──────── DATASET CONTENT
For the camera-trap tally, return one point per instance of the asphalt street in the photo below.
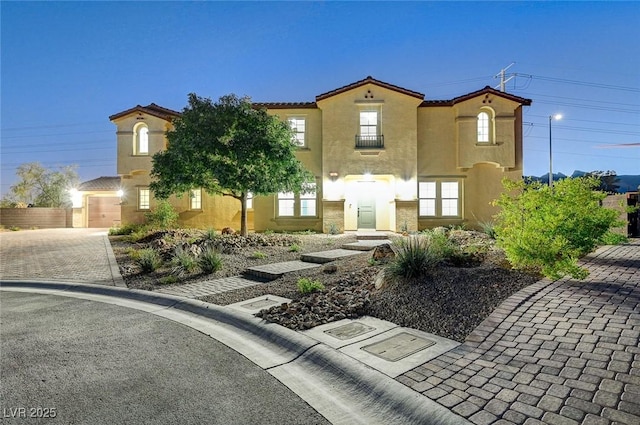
(86, 362)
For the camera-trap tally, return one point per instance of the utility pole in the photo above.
(503, 80)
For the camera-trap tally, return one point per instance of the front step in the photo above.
(275, 270)
(371, 235)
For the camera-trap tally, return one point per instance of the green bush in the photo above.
(549, 229)
(125, 229)
(306, 285)
(611, 238)
(416, 256)
(183, 262)
(149, 260)
(259, 255)
(168, 280)
(163, 216)
(294, 248)
(210, 261)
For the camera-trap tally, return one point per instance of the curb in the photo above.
(339, 387)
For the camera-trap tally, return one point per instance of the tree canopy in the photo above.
(227, 148)
(42, 187)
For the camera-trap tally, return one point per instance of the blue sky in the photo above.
(67, 66)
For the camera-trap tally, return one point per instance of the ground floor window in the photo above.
(144, 196)
(303, 204)
(439, 198)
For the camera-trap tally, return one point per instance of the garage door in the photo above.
(104, 211)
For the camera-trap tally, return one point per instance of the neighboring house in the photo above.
(383, 158)
(96, 203)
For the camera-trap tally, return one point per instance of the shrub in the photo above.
(549, 229)
(125, 229)
(259, 255)
(183, 262)
(416, 255)
(148, 259)
(168, 280)
(294, 248)
(210, 261)
(611, 238)
(163, 216)
(488, 228)
(306, 285)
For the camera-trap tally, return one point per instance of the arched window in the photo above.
(483, 127)
(141, 140)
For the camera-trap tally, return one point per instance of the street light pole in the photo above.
(551, 118)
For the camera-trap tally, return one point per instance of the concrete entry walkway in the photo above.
(72, 255)
(564, 352)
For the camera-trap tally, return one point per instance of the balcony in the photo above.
(369, 142)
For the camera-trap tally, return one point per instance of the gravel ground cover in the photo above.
(450, 302)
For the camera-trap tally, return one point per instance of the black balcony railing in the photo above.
(369, 142)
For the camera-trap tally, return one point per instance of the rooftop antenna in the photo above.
(503, 80)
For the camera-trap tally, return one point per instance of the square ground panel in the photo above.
(350, 330)
(398, 346)
(260, 304)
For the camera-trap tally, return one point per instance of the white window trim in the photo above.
(144, 192)
(296, 139)
(298, 199)
(137, 139)
(195, 200)
(439, 200)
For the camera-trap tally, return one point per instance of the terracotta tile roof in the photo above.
(101, 183)
(485, 90)
(152, 109)
(285, 105)
(369, 80)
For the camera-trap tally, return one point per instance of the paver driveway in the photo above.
(74, 255)
(564, 352)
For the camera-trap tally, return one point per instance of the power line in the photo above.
(579, 83)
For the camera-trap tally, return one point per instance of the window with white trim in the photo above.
(249, 200)
(299, 126)
(368, 124)
(286, 204)
(439, 198)
(141, 139)
(195, 199)
(303, 204)
(144, 196)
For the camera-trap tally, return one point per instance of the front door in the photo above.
(367, 207)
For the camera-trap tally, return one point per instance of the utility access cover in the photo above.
(398, 346)
(266, 303)
(350, 330)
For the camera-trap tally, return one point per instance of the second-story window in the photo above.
(196, 199)
(298, 125)
(368, 124)
(141, 140)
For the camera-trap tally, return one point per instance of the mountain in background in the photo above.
(625, 182)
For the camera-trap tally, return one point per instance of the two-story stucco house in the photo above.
(383, 157)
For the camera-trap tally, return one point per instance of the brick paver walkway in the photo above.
(76, 255)
(564, 352)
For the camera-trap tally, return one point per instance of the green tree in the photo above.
(42, 187)
(227, 148)
(549, 229)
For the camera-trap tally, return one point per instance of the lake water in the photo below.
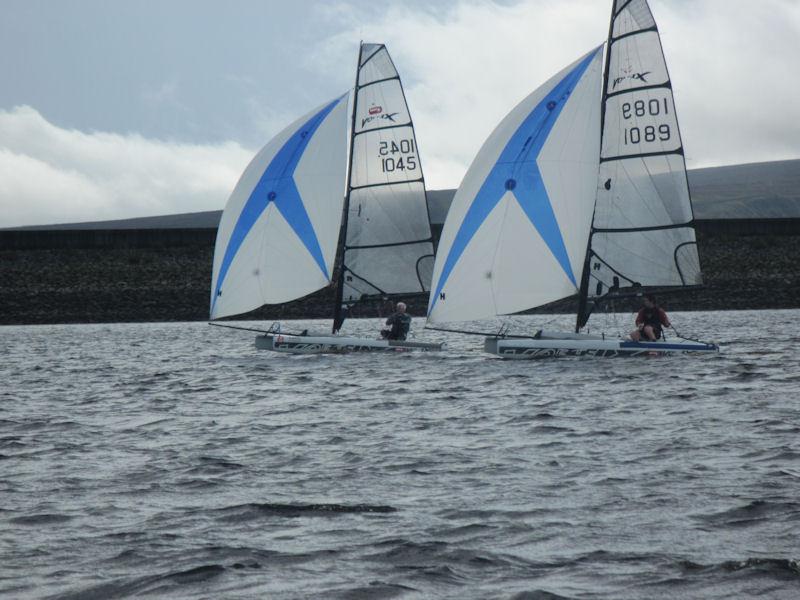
(176, 461)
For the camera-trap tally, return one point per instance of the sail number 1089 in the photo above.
(649, 133)
(398, 155)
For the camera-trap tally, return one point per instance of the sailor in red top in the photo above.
(649, 321)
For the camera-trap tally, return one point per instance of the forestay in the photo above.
(516, 233)
(642, 232)
(388, 247)
(278, 234)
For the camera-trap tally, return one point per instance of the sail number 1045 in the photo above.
(648, 133)
(398, 155)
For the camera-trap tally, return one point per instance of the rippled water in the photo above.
(176, 461)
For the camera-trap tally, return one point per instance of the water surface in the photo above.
(175, 460)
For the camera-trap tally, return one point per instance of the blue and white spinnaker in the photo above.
(516, 233)
(278, 235)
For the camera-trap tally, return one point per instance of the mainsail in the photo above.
(278, 234)
(642, 232)
(516, 233)
(387, 244)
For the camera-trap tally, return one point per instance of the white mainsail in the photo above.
(388, 248)
(517, 230)
(642, 232)
(278, 234)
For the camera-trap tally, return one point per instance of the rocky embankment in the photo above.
(172, 282)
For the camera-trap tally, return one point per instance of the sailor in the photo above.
(398, 324)
(649, 321)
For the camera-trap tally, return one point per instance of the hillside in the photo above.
(767, 190)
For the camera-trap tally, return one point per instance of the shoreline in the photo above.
(152, 278)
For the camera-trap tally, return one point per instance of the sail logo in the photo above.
(633, 77)
(377, 115)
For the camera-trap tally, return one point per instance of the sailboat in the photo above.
(581, 189)
(338, 197)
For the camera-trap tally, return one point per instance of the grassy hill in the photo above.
(751, 191)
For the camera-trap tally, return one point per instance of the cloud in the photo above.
(54, 175)
(464, 65)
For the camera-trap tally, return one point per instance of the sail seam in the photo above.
(688, 224)
(678, 151)
(371, 56)
(614, 40)
(390, 245)
(666, 85)
(361, 87)
(409, 124)
(373, 185)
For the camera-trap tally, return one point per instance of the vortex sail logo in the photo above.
(633, 77)
(376, 113)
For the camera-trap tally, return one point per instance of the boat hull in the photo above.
(335, 344)
(577, 345)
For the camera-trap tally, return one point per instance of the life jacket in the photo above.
(652, 317)
(401, 323)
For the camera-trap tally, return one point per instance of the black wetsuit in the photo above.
(400, 323)
(655, 317)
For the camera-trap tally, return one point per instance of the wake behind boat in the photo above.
(573, 196)
(308, 213)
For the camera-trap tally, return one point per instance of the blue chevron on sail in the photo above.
(516, 175)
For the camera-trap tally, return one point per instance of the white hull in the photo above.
(553, 345)
(336, 344)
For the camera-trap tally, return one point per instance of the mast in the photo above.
(583, 293)
(642, 231)
(338, 313)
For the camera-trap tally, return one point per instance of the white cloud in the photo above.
(464, 66)
(733, 65)
(54, 175)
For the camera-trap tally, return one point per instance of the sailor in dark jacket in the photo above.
(398, 324)
(649, 321)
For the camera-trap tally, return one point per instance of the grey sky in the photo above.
(131, 108)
────────────────
> **HOW TO COMPLETE THIS TASK**:
Skipping every picture, reproduce the records word for word.

> **TASK ANSWER**:
For the camera-trap tally, return one point per instance of the asphalt street in the photo below.
(86, 362)
For the camera-trap tally, return one point per instance of the utility pole in the photo above.
(503, 80)
For the camera-trap tally, return one point per instance of the front step in the photo above.
(275, 270)
(371, 235)
For the camera-trap tally, return one point per instance of the green bush in the photo above.
(549, 229)
(125, 229)
(306, 285)
(611, 238)
(416, 256)
(183, 262)
(149, 260)
(259, 255)
(168, 280)
(163, 216)
(294, 248)
(210, 261)
For the camera-trap tally, return one point per instance of the curb in the photo above.
(339, 387)
For the camera-trap tally, return one point per instance of the tree canopy in the photo above.
(227, 148)
(42, 187)
For the camera-trap tally, return one point per instance of the blue sky in the photo above.
(67, 66)
For the camera-trap tally, return one point per instance of the ground floor window in the photo above.
(144, 196)
(303, 204)
(439, 198)
For the camera-trap tally, return one point per instance of the garage door in the photo above.
(104, 211)
For the camera-trap tally, return one point per instance of the neighboring house in the photo above.
(383, 158)
(96, 203)
For the camera-trap tally, return one point per instance of the shrub in the photo above.
(549, 229)
(125, 229)
(259, 255)
(183, 262)
(416, 255)
(148, 259)
(168, 280)
(294, 248)
(210, 261)
(611, 238)
(163, 216)
(488, 228)
(306, 285)
For the camera-trap tally, return one point per instance of the arched window in the photo above.
(483, 127)
(141, 140)
For the camera-trap tally, return one point per instance of the street light pole in the photo above.
(551, 118)
For the camera-trap tally, return one point per instance of the concrete entry walkway in the photo above.
(72, 255)
(564, 352)
For the camera-trap tally, return one point per instance of the balcony in the photo above.
(369, 142)
For the camera-trap tally, return one point per instance of the gravel ground cover in the photo above.
(450, 302)
For the camera-trap tally, return one point per instance of the black balcony railing in the photo above.
(369, 142)
For the camera-trap tally, return one point per instance of the rooftop antenna in the photo above.
(503, 80)
For the camera-trap tally, return one point per instance of the square ground panel in the photo above.
(350, 330)
(398, 346)
(260, 304)
For the camera-trap tally, return one point per instance of the white window trim in the photo above.
(144, 192)
(296, 139)
(298, 199)
(137, 139)
(195, 200)
(439, 200)
For the camera-trap tally, return one point per instance of the terracotta tile roof in the photo above.
(101, 183)
(485, 90)
(152, 109)
(285, 105)
(369, 80)
For the camera-trap tally, return one point per instance of the paver driveway in the photo above.
(74, 255)
(564, 352)
For the camera-trap tally, return one point per instance of the power line in the photo above.
(579, 83)
For the camera-trap tally, return one point per instance of the window with white trim in the photo above.
(249, 200)
(299, 126)
(368, 124)
(286, 204)
(439, 198)
(141, 139)
(195, 199)
(303, 204)
(144, 196)
For the camera-trap tally, return one point per instance of the front door in the photo above.
(367, 207)
For the camera-trap tally, return one point per instance of the utility access cover in the photo above.
(398, 346)
(266, 303)
(350, 330)
For the camera-trap tally, return one point per instance of the second-story window in the photo above.
(196, 199)
(298, 125)
(368, 124)
(141, 140)
For the camera-trap tally, return one point per instance of the mountain in background in the photo above.
(625, 182)
For the camera-trap tally, return one point per instance of the two-story stucco house in the photo above.
(383, 157)
For the camera-trap tally, return one point per instance of the brick paver walkway in the photo above.
(76, 255)
(564, 352)
For the camera-trap tally, return one point per instance of the green tree in the photo above.
(42, 187)
(227, 148)
(549, 229)
For the camera-trap tally, return one point per instance of the lake water in the photo below.
(176, 461)
For the camera-trap tally, return one point per instance of the sail number 1089 in the photo above.
(649, 133)
(398, 155)
For the camera-trap tally, return one point per instance of the sailor in red top in the photo above.
(649, 321)
For the camera-trap tally, return one point per instance of the forestay in the photo above.
(516, 233)
(642, 232)
(388, 247)
(278, 234)
For the camera-trap tally, return one point per instance of the sail number 1045 in the photo above.
(648, 133)
(398, 155)
For the camera-trap tally, return one point per instance of the rippled water in the photo above.
(176, 461)
For the camera-trap tally, return one point per instance of the water surface in the photo above.
(175, 460)
For the camera-trap tally, return one point per instance of the blue and white spinnaker in the photo above.
(516, 233)
(278, 235)
For the camera-trap tally, return one point per instance of the mainsail in the photo above.
(278, 234)
(642, 232)
(516, 233)
(387, 244)
For the camera-trap tally, return one point per instance of the white mainsail in the photo above.
(388, 248)
(517, 230)
(642, 232)
(278, 234)
For the camera-trap tally, return one point per instance of the rocky embankment in the photo above.
(172, 282)
For the camera-trap tally, return one point per instance of the sailor in the photo above.
(398, 324)
(649, 321)
For the camera-trap tally, return one point per instance of the hillside in the photo above.
(767, 190)
For the camera-trap tally, return one point per instance of the shoreline in the photo above.
(152, 278)
For the camera-trap tally, return one point per instance of the sail logo in the photo above.
(633, 77)
(377, 115)
For the camera-trap tally, return one point per instance of the sailboat in the photo above.
(581, 189)
(338, 197)
For the camera-trap tally, return one point per instance of the grassy hill in the photo above.
(751, 191)
For the camera-trap tally, return one point per instance of the cloud in the photo above.
(54, 175)
(464, 65)
For the camera-trap tally, return one point per instance of the sail seam in the photo above.
(688, 224)
(678, 151)
(371, 56)
(614, 40)
(390, 245)
(666, 85)
(361, 87)
(409, 124)
(373, 185)
For the camera-trap tally, return one point per instance of the vortex sail logo in the photo above.
(633, 77)
(376, 113)
For the camera-trap tally, return one point per instance of the boat hull in the photo above.
(335, 344)
(577, 345)
For the camera-trap tally, return one point per instance of the life jacket in the photo above.
(652, 317)
(401, 323)
For the camera-trap tally, return one point per instance of the black wetsuit in the photo above.
(400, 323)
(655, 317)
For the camera-trap tally, return one point per instance of the wake behind boat in the photo above.
(573, 196)
(308, 213)
For the camera-trap tally, return one point per instance of the blue chevron on sail in the photo above.
(516, 175)
For the camera-trap tally, return one point per instance of the white hull in the photo above.
(553, 345)
(336, 344)
For the camera-trap tally, return one point per instance of the mast in the photo above.
(583, 293)
(642, 231)
(338, 313)
For the camera-trap tally, return one point per instance of the white cloud in the photo above.
(464, 66)
(733, 65)
(54, 175)
For the camera-trap tally, return one point per instance of the sailor in dark jacket in the photo above.
(398, 324)
(649, 321)
For the camera-trap tally, return one point per instance of the grey sky in the photo above.
(131, 108)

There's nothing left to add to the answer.